■ **SHORT PROBLEM A**
Transcribe from the cotton subsidy passage the part that opens with the words containing "So, I think" and closes with "Argentina or else.".
■ **SHORT PROBLEM B**
In the cotton subsidy passage, what would happen to Turkey's cotton if a tariff were put on it?
■ **SHORT PROBLEM C**
Write the next part of the cotton subsidy passage, picking up after its final sentence.

■ **SOURCE PASSAGE**

So, I think there are things one can do; practical steps, to improve the give-and-take between the international institutions and domestic economy, whether it is Albania, Turkey or Mexico or Argentina or else.

Finally, I want to make a last point. It’s a very difficult point of course. Some problems unfortunately don’t have a national solution. I mean some problems that developing countries are facing, really have to be solved at the international level. Let me give you one example when I was running for parliament. The cotton farmers in Turkey produce good, high quality cotton and the cost of producing is quite ok. The problem is, as the most of you know, that US is offering massive subsidies to its cotton farmers. So what could we do, we have a big budget problem, a big debt problem, there is no way that Turkey or Albania or even Brazil can subsidize the domestic cotton the same way as US does. So what can we do? Put a tariff for cotton? If we do this, then our cotton becomes more expensive than the world cotton and our textile (people producing shirts) will suffer from that. So what can we do? We only can watch the cotton farmer go down and disappear because the US is offering such huge subsidies to its farmers. This is not a problem that I as a Turkish policy maker can solve in Turkey. This is something we have to solve at the international level. I know it’s a very timing thing to make this point. Those who preach free trade and competition in the world, don’t; they turn around and pass a form of bill, of the kind that the US administration has passed a few months ago, of huge additional subsidies to the American farmers, not even to the poorest American farmer, but to the rich American farmer. And so, this makes tremendous damage to poor farmers in the developing world, in Africa, Eastern Europe, in Latin America and so on. For some of this problem we really have to fight internationally and the only way we can succeed is if main countries get together, negotiate together and show their strength. Because these are real problems and it’s not true that all the mistakes made or all the cost that people in developing countries have to bear, are domestic. Some of them are really made in Washington, Brazil and Tokyo, so we should also remember that. I believe that the IMF, The World Bank should help in that direction. Mr. Olters and Mr. Passacantando, both of them have been very strong outspoken of these issues and we should be grateful for that.

■ **SOURCE EXCERPT**
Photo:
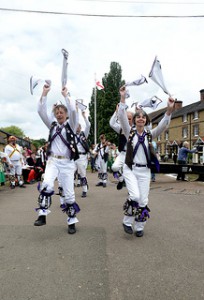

■ **RIGHT ANSWER A**
So, I think there are things one can do; practical steps, to improve the give-and-take between the international institutions and domestic economy, whether it is Albania, Turkey or Mexico or Argentina or else.

■ **RIGHT ANSWER B**
It would become more expensive than world cotton.

■ **RIGHT ANSWER C**
So finally let me say how did I find Albania, I haven’t seen too much, but tomorrow we will see more driving back to Tirana. I think that there has been tremendous progress in Albania. The eight years is not that long period and I can see how much the country has changed. It has a tremendous development. If it hadn’t been for the financial crises of 96 – 97 I guess Albania’s per capita income would be another 500 US dollar higher. So this shows how important is to avoid crises. Many countries have run into this, people learn and sometimes these crises have one good thing also. The people learn from this mistake and don’t do this again. I’m very optimistic; I can see a lot of progress. I was always very optimistic about Albania. I knew it would be one of the start performers of transition, I think if all of you contribute, you will be proud with the achievement. I also believe that together with our European friends, both Turkey and Albania will adopt in European Union actually faster than more people think now. This will finalize the whole transition process and it will also make Europe stronger and bigger, not concentrated. If you have this conference another eight years from now, I can’t predict that you will be in the union but you will be very close to it. I do believe that Albania will catch up fast. I think that Turks and Albanians will help each other in this reach to have this friendly, peaceful South Eastern Europe.

Many, many thanks and I’m so happy to be here!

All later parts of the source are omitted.